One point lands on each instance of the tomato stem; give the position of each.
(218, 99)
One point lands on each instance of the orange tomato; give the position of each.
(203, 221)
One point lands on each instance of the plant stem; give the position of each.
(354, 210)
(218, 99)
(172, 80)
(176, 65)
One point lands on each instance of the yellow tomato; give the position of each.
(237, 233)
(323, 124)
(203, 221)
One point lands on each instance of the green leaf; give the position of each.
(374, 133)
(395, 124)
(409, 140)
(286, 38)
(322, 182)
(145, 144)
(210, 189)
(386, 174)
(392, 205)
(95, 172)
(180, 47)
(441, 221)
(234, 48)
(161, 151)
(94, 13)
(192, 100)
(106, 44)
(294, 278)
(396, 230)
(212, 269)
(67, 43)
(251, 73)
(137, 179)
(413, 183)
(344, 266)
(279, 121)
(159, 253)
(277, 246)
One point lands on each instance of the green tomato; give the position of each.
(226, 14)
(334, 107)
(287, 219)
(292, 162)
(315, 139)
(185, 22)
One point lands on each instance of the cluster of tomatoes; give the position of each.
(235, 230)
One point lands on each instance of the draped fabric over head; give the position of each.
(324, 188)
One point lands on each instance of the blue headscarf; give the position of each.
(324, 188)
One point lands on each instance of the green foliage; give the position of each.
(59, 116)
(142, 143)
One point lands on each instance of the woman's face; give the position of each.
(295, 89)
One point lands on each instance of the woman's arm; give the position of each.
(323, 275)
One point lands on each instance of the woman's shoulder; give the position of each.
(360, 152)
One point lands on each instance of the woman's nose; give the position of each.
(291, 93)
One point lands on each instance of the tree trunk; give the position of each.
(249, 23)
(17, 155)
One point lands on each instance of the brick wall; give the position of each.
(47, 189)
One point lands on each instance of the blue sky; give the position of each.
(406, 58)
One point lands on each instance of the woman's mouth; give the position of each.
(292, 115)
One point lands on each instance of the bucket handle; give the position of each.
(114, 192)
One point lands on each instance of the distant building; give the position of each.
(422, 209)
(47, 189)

Goal of the exercise:
Print all of the lines above again, word for word and in the same order.

Completed task:
One point lands on each instance of the tomato stem; give the position of each.
(218, 99)
One point lands on each instance of the orange tomato; give the position of each.
(203, 221)
One point lands on each instance of the plant stem; give the position of each.
(354, 210)
(218, 99)
(172, 80)
(176, 65)
One point lands on each instance of the yellow tomato; give the position of each.
(237, 233)
(323, 124)
(203, 221)
One point lands on each instance of the green leaf; give the position of each.
(374, 133)
(395, 124)
(409, 140)
(286, 38)
(322, 182)
(145, 144)
(210, 189)
(386, 174)
(392, 205)
(95, 172)
(180, 47)
(441, 221)
(234, 48)
(161, 151)
(94, 13)
(192, 100)
(106, 44)
(294, 278)
(396, 230)
(212, 269)
(67, 43)
(251, 73)
(137, 179)
(413, 183)
(344, 266)
(279, 121)
(159, 253)
(277, 246)
One point lands on each instance of the green tomato; give the position of each.
(226, 14)
(334, 107)
(287, 219)
(292, 162)
(315, 139)
(185, 22)
One point lands on each instance of the cluster of tomatoes; give the position of each.
(235, 230)
One point lands on each instance of the draped fabric over head; give the position of each.
(324, 188)
One point lands on each instance of the blue headscarf; give the position of each.
(324, 188)
One point lands on each instance of the green foliage; give the position of each.
(59, 116)
(142, 143)
One point lands on each instance of the woman's face; give the position of each.
(295, 89)
One point lands on each instance of the woman's arm; give the position of each.
(323, 275)
One point lands on each instance of the woman's shoulder; give the position of each.
(360, 152)
One point lands on each instance of the woman's nose; give the position of each.
(291, 93)
One point lands on each instance of the tree trunk; give the position of each.
(249, 23)
(17, 155)
One point lands on each instance of the brick wall; give the position of each.
(47, 189)
One point lands on each instance of the blue sky; give the position of each.
(406, 58)
One point lands on each instance of the woman's mouth; give the position of each.
(292, 115)
One point lands on each instance of the bucket handle; give the position of each.
(114, 192)
One point lands on each instance of the distant building; give the position of each.
(422, 209)
(47, 189)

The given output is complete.